> **Document text**
━━━━━━━━━━━━━━━━━━━━

A New Path

I was glad to read a recent article from Chorus America this week entitled A New Career Path For Singers. The author outlines the trend of the last decade, whereby young singers graduating from excellent training grounds such as the Yale Institute Of Sacred Music, Westminster Choir College, and other venerable institutes of higher learning, are “knitting together careers by traveling from city to city to perform with professional choral ensembles.” This is certainly a 21st Century development, and is elevating the overall standard and, in most cases, visibility of choral music as a genre of music-making in America. It is also changing the way in which choral music takes place within a given community. In the past, a town or city that was NOT New York, Boston, Washington, or a handful of other well-stocked cultural centers, would rely on local singers being assembled by a hard-working, talented, dedicated local musician in order to produce a season of choral concerts that would achieve greater heights than the local volunteer choral society. Another option for exposure to good quality choral music was the importing of great collegiate or cathedral choirs from England, beginning in the mid-1900s when such ventures began to be somewhat practical. As I suggested in a recent presentation at the Dallas AGO Convention, the attraction of undertaking this as a financially responsible and practical endeavor is surely waning. In large part, I believe that this is due to the significant rise in standard of professional choral ensembles in the USA. Because of the rise of the “fly-in” model – not choirs from Europe, but individual singers from Stateside locations – it is now quite possible to hear first-rate choral music in places like Austin, Miami, Tucson, Santa Fe, and other cities where, twenty years ago, such opportunities would have been rare.

━━━━━━━━━━━━━━━━━━━━

> **Data segment**

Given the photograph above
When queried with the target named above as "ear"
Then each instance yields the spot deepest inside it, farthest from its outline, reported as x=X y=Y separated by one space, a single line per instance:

━━━━━━━━━━━━━━━━━━━━

> **Written problem**
In the text about new career paths for choral singers, where did the author give a presentation suggesting that importing English choirs is becoming less attractive?

> **Reply**
At the Dallas AGO Convention.